Image point grounding data:
* * * * * * * * *
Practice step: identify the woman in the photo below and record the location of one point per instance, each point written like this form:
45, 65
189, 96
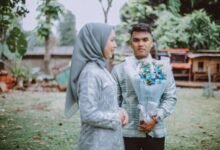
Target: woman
92, 88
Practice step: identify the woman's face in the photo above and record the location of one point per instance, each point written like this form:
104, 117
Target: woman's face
110, 46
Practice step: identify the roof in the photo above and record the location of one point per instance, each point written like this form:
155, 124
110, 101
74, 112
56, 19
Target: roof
196, 55
177, 50
65, 50
181, 65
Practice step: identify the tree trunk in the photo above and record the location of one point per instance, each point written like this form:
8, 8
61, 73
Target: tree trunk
47, 56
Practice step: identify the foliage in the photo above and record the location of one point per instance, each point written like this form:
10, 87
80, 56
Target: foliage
67, 29
170, 28
49, 11
209, 6
13, 41
106, 9
20, 71
195, 31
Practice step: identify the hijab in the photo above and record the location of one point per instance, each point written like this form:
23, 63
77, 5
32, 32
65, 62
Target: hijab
89, 47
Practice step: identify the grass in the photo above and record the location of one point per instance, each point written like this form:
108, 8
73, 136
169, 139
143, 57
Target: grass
35, 121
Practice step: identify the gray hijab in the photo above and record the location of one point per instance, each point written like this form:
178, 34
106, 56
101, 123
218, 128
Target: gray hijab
89, 47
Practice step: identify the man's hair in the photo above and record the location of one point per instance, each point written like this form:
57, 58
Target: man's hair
140, 27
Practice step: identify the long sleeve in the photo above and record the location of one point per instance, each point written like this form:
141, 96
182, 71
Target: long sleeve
168, 100
116, 78
90, 103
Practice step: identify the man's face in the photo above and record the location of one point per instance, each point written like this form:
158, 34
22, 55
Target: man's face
141, 43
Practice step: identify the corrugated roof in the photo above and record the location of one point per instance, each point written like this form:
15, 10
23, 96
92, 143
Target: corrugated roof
181, 65
67, 50
195, 55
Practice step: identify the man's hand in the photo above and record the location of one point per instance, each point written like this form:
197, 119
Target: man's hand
147, 127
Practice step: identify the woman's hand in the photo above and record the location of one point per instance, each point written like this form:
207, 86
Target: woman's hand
147, 127
124, 116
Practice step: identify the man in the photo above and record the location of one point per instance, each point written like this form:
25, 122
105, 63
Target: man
* * * * * * * * *
WHAT TO WORK ON:
Copy all of the data word for word, and keep the pictures out of it.

TASK RESPONSE:
Practice step: identify the woman in the photo below and record the location of one point per instance, each point written like this form:
45, 65
189, 96
Target: woman
92, 88
Practice step: identify the woman's face in the photo above and record the location of one point per instance, each point written like this form:
104, 117
Target: woman's face
110, 46
Practice step: identify the roof in the photo above and record the location of one point per instance, each point written like this form:
155, 124
110, 101
74, 112
56, 19
Target: roof
196, 55
177, 50
65, 50
181, 65
Practice step: identify the tree trunk in the photo above and record the location of one point per instance, each point written like this form:
8, 8
61, 73
Target: tree trunk
47, 56
Practice step: identify the foliage in the photo above and record the location of one point per instance, each point written like this form:
10, 87
80, 56
Target: foliage
67, 29
170, 28
49, 11
209, 6
13, 41
106, 9
20, 71
195, 31
Practice step: identify the hijab in the photo above and record the location of one point per instance, each point written like this form:
23, 63
77, 5
32, 32
65, 62
Target: hijab
89, 47
Practice step: identify the grass in the photo above and record the location of one point per instance, each point written like this form:
108, 8
73, 136
169, 139
143, 57
Target: grass
35, 121
Practice step: identify the gray hijab in the photo above and record the location of one point per instance, each point written like this form:
178, 34
106, 56
101, 123
218, 128
Target: gray hijab
89, 47
Practice step: identify the man's hair in the photo above and record the location of one point per instance, each point written like this form:
57, 58
Target: man's hair
140, 27
Practice step: identify the long sleeve in the photo above and record the location of one point per instance, each point written like this form:
141, 96
182, 71
Target: long sleeve
168, 100
116, 78
90, 103
Practice step: identify the man's face in the photo above and record the location of one point per instance, each point written like this form:
158, 34
22, 55
Target: man's face
141, 43
Practice step: identify the corrugated roof in the photo above and record the location of one point per instance, each point written like this form:
15, 10
23, 96
92, 143
Target: corrugated roof
181, 65
67, 50
195, 55
Practice step: identify the man's hand in the photo above and record the location of one point per instance, each point written like this form:
197, 119
Target: man's hand
147, 127
Practice step: identify the woman's hand in the photo above and record the location of one point per instance, each point written like this form:
207, 86
Target: woman's hand
147, 127
124, 116
Practice step: identify the man in the photo above and record the location of one point per instance, each point written like this form:
25, 122
105, 63
Target: man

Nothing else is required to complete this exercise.